(What to do):
1. Transcribe the SQLAlchemy tutorial passage word for word, covering everything from "First, several components" down to "metadata = MetaData(engine)".
2. Write the next part of the SQLAlchemy tutorial, picking up right after its final sentence about building the table.
━━ Source passage ━━
SQLAlchemy provides several ways to interact with databases and tables. Although ORM also allows you to write SQL statements if necessary, the power of ORM is exactly what its name suggests: mapping relational database tables and columns to Python objects.

The following operations are repeated using SQLAlchemy: create a table, add 3 data rows, query the table and update 1 row. It's a bit more configuration work when using an ORM, but it's well worth it in larger projects.

First, several components need to be imported for connecting to the database and mapping tables into Python objects. In the basic sqlalchemy package, you need to use the methods create_engine and select, as well as the classes MetaData and Table. But because you need to specify schema information when creating a Table object, you also need to import the Column class and the corresponding classes of the data types of each column, Integer and String in this example.

You also need to import the sessionmaker function from the sqlalchemy.orm subpackage:

>>> from sqlalchemy import create_engine, select, MetaData, Table, Column, 
     Integer, String
>>> from sqlalchemy.orm import sessionmaker

Now you can consider connecting to the database:

>>> dbPath = 'datafile2.db'
>>> engine = create_engine('sqlite:///%s' % dbPath)
>>> metadata = MetaData(engine)
>>> people  = Table('people', metadata, 
...                 Column('id', Integer, primary_key=True),
...                 Column('name', String),
...                 Column('count', Integer),
...                )
>>> Session = sessionmaker(bind=engine)
>>> session = Session()
>>> metadata.create_all(engine)

In order to create and connect to a database, an engine corresponding to the database needs to be created. Then there needs to be a MetaData object, which is a container for managing the table and its structure. Then create a Table object named people, and the parameters given are the table name in the database, the MetaData object just created, the column to be created and its data type. Finally, use the sessionmaker function to create a Session class for the engine, and use this class to instantiate the session object. At this time, the database has been connected, and the last step is to use the create_all method to build a table.
━━━
━━ Data rows ━━
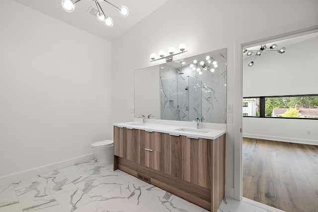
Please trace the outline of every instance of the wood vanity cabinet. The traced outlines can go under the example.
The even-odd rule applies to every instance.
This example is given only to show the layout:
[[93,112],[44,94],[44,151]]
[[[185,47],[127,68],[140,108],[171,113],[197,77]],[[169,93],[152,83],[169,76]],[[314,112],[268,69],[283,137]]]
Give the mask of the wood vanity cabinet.
[[140,163],[140,131],[138,129],[114,127],[114,154]]
[[225,134],[211,140],[114,126],[114,170],[218,211],[225,195]]
[[180,136],[183,180],[211,189],[212,140]]
[[161,171],[182,179],[181,136],[161,134]]
[[140,133],[140,164],[160,171],[161,134],[141,130]]

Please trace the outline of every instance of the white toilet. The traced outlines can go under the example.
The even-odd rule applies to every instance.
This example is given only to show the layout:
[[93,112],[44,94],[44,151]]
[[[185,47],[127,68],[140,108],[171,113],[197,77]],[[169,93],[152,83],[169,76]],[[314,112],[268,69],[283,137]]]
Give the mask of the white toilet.
[[91,149],[97,158],[98,164],[107,166],[114,163],[114,141],[104,140],[92,143]]

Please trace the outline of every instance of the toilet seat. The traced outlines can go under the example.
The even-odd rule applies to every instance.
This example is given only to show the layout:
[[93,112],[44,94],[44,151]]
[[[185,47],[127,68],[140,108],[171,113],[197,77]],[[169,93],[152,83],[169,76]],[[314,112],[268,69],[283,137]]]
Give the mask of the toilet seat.
[[111,146],[114,145],[114,141],[112,140],[104,140],[100,141],[95,142],[91,145],[91,148],[103,148],[108,146]]

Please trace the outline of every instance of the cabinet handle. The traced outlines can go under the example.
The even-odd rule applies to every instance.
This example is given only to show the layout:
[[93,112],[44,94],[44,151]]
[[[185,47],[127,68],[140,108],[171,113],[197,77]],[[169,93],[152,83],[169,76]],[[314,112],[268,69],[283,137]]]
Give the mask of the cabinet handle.
[[197,138],[197,137],[191,137],[191,136],[187,136],[187,138],[188,138],[189,139],[199,139],[198,138]]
━━━
(Solved tasks):
1.
First, several components need to be imported for connecting to the database and mapping tables into Python objects. In the basic sqlalchemy package, you need to use the methods create_engine and select, as well as the classes MetaData and Table. But because you need to specify schema information when creating a Table object, you also need to import the Column class and the corresponding classes of the data types of each column, Integer and String in this example.

You also need to import the sessionmaker function from the sqlalchemy.orm subpackage:

>>> from sqlalchemy import create_engine, select, MetaData, Table, Column, 
     Integer, String
>>> from sqlalchemy.orm import sessionmaker

Now you can consider connecting to the database:

>>> dbPath = 'datafile2.db'
>>> engine = create_engine('sqlite:///%s' % dbPath)
>>> metadata = MetaData(engine)

2.
After the database table is created, the next step is to insert some records. There are also multiple insertion methods in SQLAlchemy, but in this case it will be more explicit. Create an insert object, then execute:

>>> people_ins = people.insert().values(name='Bob', count=1)
>>> str(people_ins)
'INSERT INTO people (name, count) VALUES (?, ?)'
>>> session.execute(people_ins)
<sqlalchemy.engine.result.ResultProxy object at 0x7f126c6dd438>
>>> session.commit()

The insert() method is used here to create an insert object and specify the fields and values ​​to be inserted. people_ins is the insert object, and it can be shown with the str() function that the correct SQL command is actually created behind the scenes.

Then use the execute() method of the session object to perform the insert operation, and submit it to the database with the commit() method:

>>> session.execute(people_ins, [
...     {'name': 'Jill', 'count':15},
...     {'name': 'Joe', 'count':10}
... ])
<sqlalchemy.engine.result.ResultProxy object at 0x7f126c6dd908>
>>> session.commit()
>>> result = session.execute(select([people])) 
>>> for row in result:
...     print(row) 
...
(1, 'Bob', 1)
(2, 'Jill', 15)
(3, 'Joe', 10)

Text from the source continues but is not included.